▸ 文書の抜粋:

※

2009年版『このミステリーがすごい!』で1位に輝くなど日本でも話題を集めたトム・ロブ・スミスの『チャイルド44』を「インセプション」「ダークナイト ライジング」のトム・ハーディ主演で映画化したクライム・ミステリー。スターリン独裁政権下のソ連を舞台に、国家が揉み消した連続猟奇殺人事件を巡り、一人のエリート捜査官が全体主義国家の恐るべき不条理に立ち向かって真相究明に奔走するさまをスリリングに描く。共演はゲイリー・オールドマン、ノオミ・ラパス。監督は「デンジャラス・ラン」のダニエル・エスピノーサ。
1953年、スターリン政権下のソ連。ある夜、国家保安省(MGB)のエリート捜査官レオは、変死体となって発見された戦友の息子の亡骸と対面する。事件性は明白だったが、上司は“理想国家のソ連にこのような犯罪は存在しない”との理由で事故死として処理するよう命じる。疑念が拭えない中、今度は最愛の妻ライーサにあらぬスパイの容疑がかけられ、レオに妻を告発するよう圧力がかかる。これを拒否したため、レオは地方の警察署に飛ばされてしまう。するとそこで、再び少年が被害者の猟奇殺人事件に出くわす。犯人を野放しにするわけにはいかないと、署長のネステロフに協力を仰ぐレオだったが…。
http://www.allcinema.net/prog/show_c.php?num_c=352642

ネタバレ

「楽園に殺人は存在しない」

スターリンのせいで、1日2万5千人が餓死した時代。多くの子どもが孤児となった。

孤児院でのリンチを目撃した孤児が逃げていく。彼はストリートチルドレンになるが、親切な大人が彼に話しかける。「名前は?」「いらないから、捨てた」
彼はレオと名付けられる。

1945年、ベルリン。
兵士として優れた才能を示したレオは、ベルリンの国会議事堂を陥落させ、その上で旗を振る写真を撮影される。彼の写真は「ソ連の英雄」として報じられる。

※

▸ 提供データ:
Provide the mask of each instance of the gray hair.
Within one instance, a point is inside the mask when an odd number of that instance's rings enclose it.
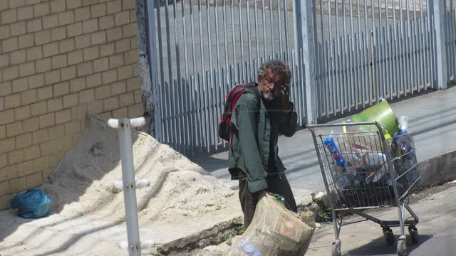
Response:
[[[266,70],[270,69],[274,74],[280,74],[287,84],[291,80],[291,70],[285,62],[280,60],[271,60],[263,63],[258,70],[258,80],[261,81],[266,75]]]

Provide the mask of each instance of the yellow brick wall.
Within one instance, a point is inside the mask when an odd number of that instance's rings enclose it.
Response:
[[[0,0],[0,210],[39,186],[88,114],[142,114],[135,0]]]

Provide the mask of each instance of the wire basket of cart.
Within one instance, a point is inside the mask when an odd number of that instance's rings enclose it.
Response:
[[[400,227],[398,255],[406,250],[405,228],[418,242],[419,219],[408,206],[410,190],[420,181],[411,132],[388,136],[376,122],[309,125],[323,176],[334,227],[332,255],[340,256],[339,235],[344,214],[351,213],[382,228],[388,245],[390,228]],[[385,136],[386,134],[386,136]],[[397,207],[398,220],[383,220],[364,210]],[[410,217],[405,218],[405,210]]]

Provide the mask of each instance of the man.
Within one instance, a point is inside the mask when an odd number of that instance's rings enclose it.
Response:
[[[277,148],[279,134],[291,137],[296,130],[297,114],[289,94],[291,79],[291,72],[285,63],[265,63],[258,70],[258,84],[248,87],[232,114],[237,132],[232,135],[229,170],[232,179],[239,180],[245,228],[266,192],[283,196],[286,208],[297,212]]]

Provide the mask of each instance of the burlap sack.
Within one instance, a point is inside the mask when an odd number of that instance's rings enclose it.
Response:
[[[301,219],[266,195],[256,205],[249,228],[224,255],[302,256],[314,230],[315,220],[311,215]]]

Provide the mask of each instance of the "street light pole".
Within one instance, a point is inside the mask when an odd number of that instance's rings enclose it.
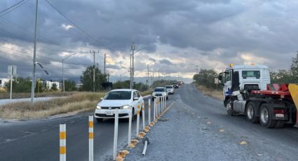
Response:
[[[31,85],[31,104],[34,104],[34,88],[35,88],[35,68],[36,59],[36,32],[37,32],[37,20],[39,10],[39,0],[36,0],[36,6],[35,9],[35,28],[34,28],[34,47],[33,51],[33,71],[32,71],[32,83]]]
[[[95,92],[95,53],[100,53],[100,51],[90,50],[90,53],[93,53],[93,92]]]
[[[130,55],[130,88],[133,88],[133,81],[134,81],[134,76],[135,76],[135,65],[134,65],[134,61],[135,61],[135,54],[139,52],[141,50],[144,49],[146,47],[143,47],[136,52],[135,52],[135,43],[133,41],[133,44],[131,45],[131,50],[133,51],[133,53]]]

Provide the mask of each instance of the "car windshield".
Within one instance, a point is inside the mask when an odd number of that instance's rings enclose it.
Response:
[[[104,99],[130,99],[130,91],[111,91],[107,94]]]
[[[164,88],[155,88],[154,92],[165,92],[165,89]]]

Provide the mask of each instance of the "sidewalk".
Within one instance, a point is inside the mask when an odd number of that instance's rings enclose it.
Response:
[[[142,156],[142,143],[125,160],[250,160],[245,147],[235,139],[220,132],[220,128],[207,118],[177,99],[174,106],[147,134],[150,145],[146,156]],[[253,160],[253,159],[252,159]]]

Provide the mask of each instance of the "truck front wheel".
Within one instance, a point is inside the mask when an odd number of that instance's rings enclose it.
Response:
[[[259,118],[256,116],[255,108],[254,103],[250,102],[246,106],[245,109],[246,118],[252,123],[257,123]]]
[[[267,104],[261,106],[259,118],[261,125],[266,128],[272,128],[276,125],[276,120],[272,120],[272,116],[269,113],[269,106]]]
[[[235,115],[235,112],[233,108],[233,102],[231,102],[231,99],[228,99],[228,101],[226,101],[226,113],[228,113],[229,115],[230,116]]]

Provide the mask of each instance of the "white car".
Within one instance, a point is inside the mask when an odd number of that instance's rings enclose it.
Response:
[[[168,91],[168,92],[169,92],[169,94],[174,94],[174,88],[172,87],[172,85],[165,85],[165,89]]]
[[[152,101],[154,101],[154,99],[156,99],[157,97],[161,97],[161,96],[166,96],[166,98],[168,99],[168,94],[169,92],[165,90],[165,88],[163,88],[163,87],[156,88],[151,94]]]
[[[137,115],[137,108],[144,103],[143,97],[136,90],[119,89],[109,91],[97,104],[94,113],[97,121],[104,118],[114,118],[115,109],[119,109],[119,118],[129,118],[129,107],[133,107],[133,120]]]

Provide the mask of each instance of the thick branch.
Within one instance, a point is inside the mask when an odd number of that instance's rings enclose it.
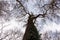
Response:
[[[24,12],[25,12],[26,14],[29,14],[29,13],[26,12],[26,9],[25,9],[25,7],[23,6],[23,4],[21,3],[21,1],[19,1],[19,0],[16,0],[16,1],[23,7]],[[30,14],[29,14],[29,15],[30,15]]]

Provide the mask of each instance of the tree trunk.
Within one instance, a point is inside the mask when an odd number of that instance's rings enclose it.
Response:
[[[40,36],[37,31],[37,28],[33,23],[33,19],[34,17],[30,15],[28,18],[27,28],[23,36],[23,40],[40,40]]]

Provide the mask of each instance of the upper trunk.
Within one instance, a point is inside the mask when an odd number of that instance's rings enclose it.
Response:
[[[40,40],[39,33],[33,23],[34,17],[31,15],[28,18],[27,28],[23,36],[23,40]]]

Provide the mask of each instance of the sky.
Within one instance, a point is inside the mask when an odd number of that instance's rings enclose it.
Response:
[[[7,0],[7,1],[10,4],[8,10],[13,11],[13,13],[17,14],[16,10],[14,9],[15,12],[13,10],[13,7],[15,6],[16,2],[14,0],[13,1],[12,0]],[[42,12],[43,9],[40,10],[39,6],[37,5],[37,4],[39,4],[38,2],[39,2],[39,0],[38,1],[29,0],[27,3],[25,3],[25,5],[27,6],[28,11],[32,12],[34,15],[43,14],[43,12]],[[40,4],[41,6],[43,6],[44,4],[49,3],[49,0],[43,0],[43,2],[41,2],[41,4]],[[12,4],[14,4],[14,5],[12,5]],[[59,13],[57,14],[58,16],[60,16]],[[38,29],[38,31],[41,29],[41,31],[40,31],[41,33],[44,33],[46,31],[56,32],[56,30],[60,32],[60,23],[59,22],[56,23],[55,20],[56,20],[56,22],[58,22],[58,19],[56,19],[56,18],[53,21],[50,21],[49,19],[46,18],[45,19],[46,22],[43,22],[44,20],[41,20],[41,18],[37,18],[37,23],[38,23],[37,29]],[[15,17],[12,17],[12,19],[10,21],[7,21],[7,22],[5,22],[3,18],[2,19],[0,18],[0,26],[2,26],[1,22],[3,22],[3,26],[6,26],[3,30],[9,30],[9,29],[14,30],[14,28],[18,28],[18,29],[21,29],[22,32],[25,32],[26,27],[23,27],[23,25],[25,23],[22,22],[22,21],[17,22]]]

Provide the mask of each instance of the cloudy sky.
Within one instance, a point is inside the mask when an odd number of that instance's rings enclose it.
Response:
[[[3,0],[2,0],[3,1]],[[5,5],[3,8],[8,11],[6,12],[2,12],[3,17],[1,16],[0,18],[0,26],[4,27],[3,30],[9,30],[9,29],[21,29],[22,32],[25,32],[25,28],[23,27],[24,24],[26,24],[23,21],[17,21],[17,20],[21,20],[22,18],[16,18],[17,16],[20,16],[21,14],[21,9],[18,9],[17,7],[19,6],[18,3],[15,0],[4,0],[7,1],[7,6]],[[24,3],[24,6],[27,7],[27,10],[31,13],[33,13],[34,15],[38,15],[38,14],[43,14],[43,10],[42,8],[40,8],[41,6],[43,6],[44,4],[49,4],[51,2],[51,0],[42,0],[42,1],[37,1],[37,0],[28,0],[27,1],[22,1],[22,3]],[[9,5],[9,6],[8,6]],[[20,13],[20,14],[19,14]],[[53,21],[51,21],[50,19],[46,18],[37,18],[37,22],[36,24],[38,24],[38,31],[40,32],[46,32],[46,31],[53,31],[56,32],[60,30],[60,10],[56,10],[55,14],[58,16],[55,16],[55,18],[52,15],[48,15],[49,18],[51,18]],[[9,16],[10,14],[10,16]],[[5,17],[6,16],[6,17]],[[8,18],[9,17],[9,18]],[[25,19],[28,17],[25,16]],[[6,21],[5,19],[8,19],[9,21]],[[24,20],[24,19],[23,19]],[[5,27],[6,26],[6,27]],[[0,27],[0,28],[1,28]]]

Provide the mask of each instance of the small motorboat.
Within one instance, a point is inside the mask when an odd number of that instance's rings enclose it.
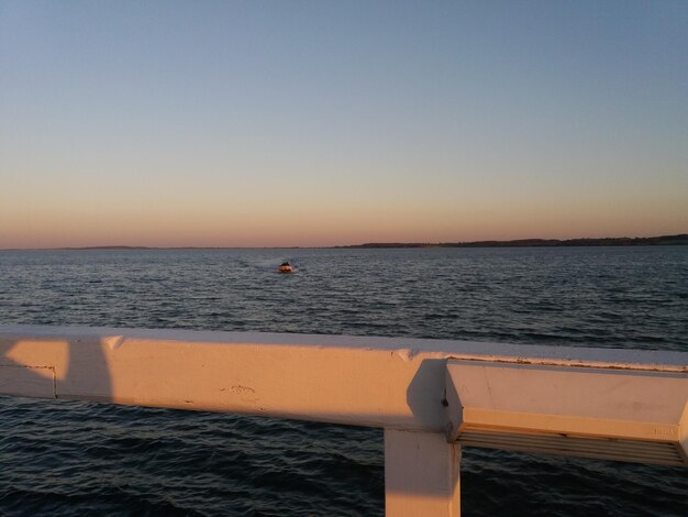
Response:
[[[291,264],[289,264],[288,262],[282,262],[279,266],[279,270],[277,271],[279,273],[293,273],[293,267],[291,267]]]

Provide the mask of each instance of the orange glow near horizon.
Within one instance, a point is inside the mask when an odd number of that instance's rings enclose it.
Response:
[[[619,206],[366,206],[308,208],[307,200],[287,206],[174,206],[121,209],[103,205],[2,213],[0,249],[49,249],[106,245],[152,248],[289,248],[366,242],[459,242],[513,239],[652,237],[684,233],[683,207],[653,209]],[[683,217],[681,217],[683,216]]]

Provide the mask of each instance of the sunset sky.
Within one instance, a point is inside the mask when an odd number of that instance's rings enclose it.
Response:
[[[688,2],[0,0],[0,249],[688,232]]]

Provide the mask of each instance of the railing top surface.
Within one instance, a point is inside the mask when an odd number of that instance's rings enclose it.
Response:
[[[111,327],[65,327],[0,324],[2,339],[100,339],[166,341],[179,343],[255,344],[264,346],[302,346],[390,351],[402,360],[413,358],[463,359],[519,364],[612,367],[688,373],[688,351],[643,350],[512,344],[482,341],[457,341],[422,338],[301,334],[274,332],[235,332],[187,329],[126,329]]]

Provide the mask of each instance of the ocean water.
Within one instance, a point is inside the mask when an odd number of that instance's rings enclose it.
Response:
[[[688,351],[688,248],[8,251],[0,323]],[[0,397],[0,515],[382,515],[384,493],[376,429]],[[688,470],[466,449],[462,509],[685,516]]]

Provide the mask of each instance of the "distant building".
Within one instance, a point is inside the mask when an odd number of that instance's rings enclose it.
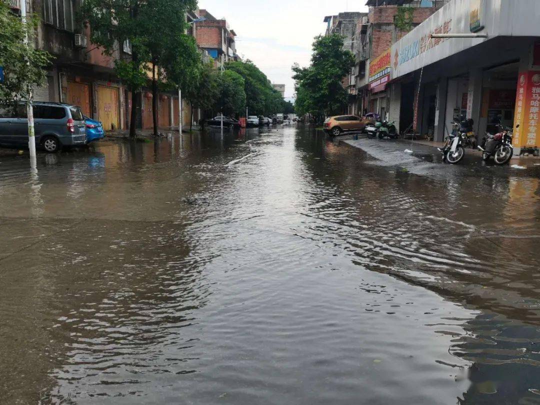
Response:
[[[285,98],[285,85],[272,84],[272,86],[278,91],[281,93],[281,97]]]
[[[450,0],[367,0],[367,17],[357,21],[351,40],[355,64],[349,81],[350,114],[361,115],[366,112],[380,114],[384,118],[390,110],[387,84],[390,77],[393,55],[390,48],[407,35],[408,31],[396,26],[395,17],[400,7],[405,8],[410,18],[410,28],[419,25]],[[350,49],[348,48],[348,49]],[[401,124],[406,128],[410,120]],[[396,125],[399,127],[400,123]]]
[[[197,45],[214,59],[216,67],[229,60],[240,60],[236,52],[236,33],[227,21],[218,19],[204,9],[199,10],[199,15],[206,19],[197,23],[195,38]]]

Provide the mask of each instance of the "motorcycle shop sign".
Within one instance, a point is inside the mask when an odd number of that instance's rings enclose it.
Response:
[[[382,91],[390,80],[392,49],[389,49],[369,64],[369,90],[376,93]]]
[[[540,71],[519,73],[516,96],[514,145],[535,146],[540,141]],[[519,127],[516,128],[519,124]]]

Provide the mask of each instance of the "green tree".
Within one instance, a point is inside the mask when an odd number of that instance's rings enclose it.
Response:
[[[45,83],[45,69],[52,57],[24,43],[26,33],[28,43],[33,43],[38,20],[35,16],[29,16],[26,21],[23,24],[21,17],[0,0],[0,66],[4,68],[5,76],[4,82],[0,84],[0,104],[26,99],[30,90]]]
[[[161,65],[164,79],[160,87],[164,90],[171,90],[180,89],[182,98],[187,99],[193,106],[193,99],[197,98],[200,91],[202,82],[201,75],[205,73],[201,55],[197,49],[195,38],[190,35],[179,33],[176,40],[172,42],[170,46],[162,55]],[[152,90],[153,90],[153,86]],[[191,109],[191,119],[193,123],[193,109]],[[190,130],[191,128],[190,124]],[[157,125],[154,123],[154,132]]]
[[[293,66],[298,114],[309,113],[321,118],[339,113],[345,108],[348,94],[342,80],[353,66],[354,57],[343,49],[343,40],[338,34],[316,37],[309,66]]]
[[[201,109],[203,111],[210,110],[219,96],[218,87],[218,74],[212,63],[203,65],[200,69],[197,80],[187,84],[183,89],[186,99],[191,104],[191,123],[193,122],[193,108]],[[190,127],[191,130],[191,127]]]
[[[246,108],[245,80],[236,72],[226,70],[217,76],[218,95],[214,103],[217,111],[225,115],[239,114]]]
[[[281,94],[274,90],[266,75],[252,61],[228,62],[225,68],[244,78],[250,114],[269,115],[279,112],[282,100]]]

※

▸ 作業指示:
- A) 『チャイルド44』に関する文章で、主演または共演として名前が挙げられている俳優をすべて書き出してください。
- B) 『チャイルド44』に関する文章の続きを、最後の文の後から書いてください。
データを参照する必要はありません。

▸ 期待される出力:
- A) トム・ハーディ、ゲイリー・オールドマン、ノオミ・ラパス

- B)
1953年、モスクワ。
レオは女の子や仲間たちと食事をしている。彼はある女の子を口説いているようだ。

国家保安省の捜査官になったレオは軍の命令で、スパイを匿っているらしい家を捜索する。男は見つかるが、逃げようとしたところを殺される。彼を匿った家の両親は殺され、子どもも殺されそうになる。だが、レオがそれを見つけて激昂する。「子どもは関係ない!」殴られた部下・ワシーリーはイライラするが、レオは子どもたちにできるだけ親切にしようとする。
レオは帰宅して、嫁を抱きしめる。

その頃、モスクワの街には子どもに声をかける謎の男の姿が目撃される。

レオの嫁・ライーサは体操の教師をしている。

レオの仲間のアレクセイの息子が、列車にひかれたという話を耳にするレオ。だが、アレクセイは事件だと思っていない。見つかった時に息子は裸だったこと、証人もいることがわかる。

その一方で、ライーサの働く学校で教師が次々逮捕される。レオは彼女と怪しい男の関係を疑い、自分を拾ってくれた父親的存在(冒頭でレオに名前を付けてくれた人)に、嫁について相談する。しかし、その日の夜にライーサが妊娠していることが判明する。

またライーサの同僚がつかまる。彼女について調査するレオだが、もちろん彼女はスパイではない。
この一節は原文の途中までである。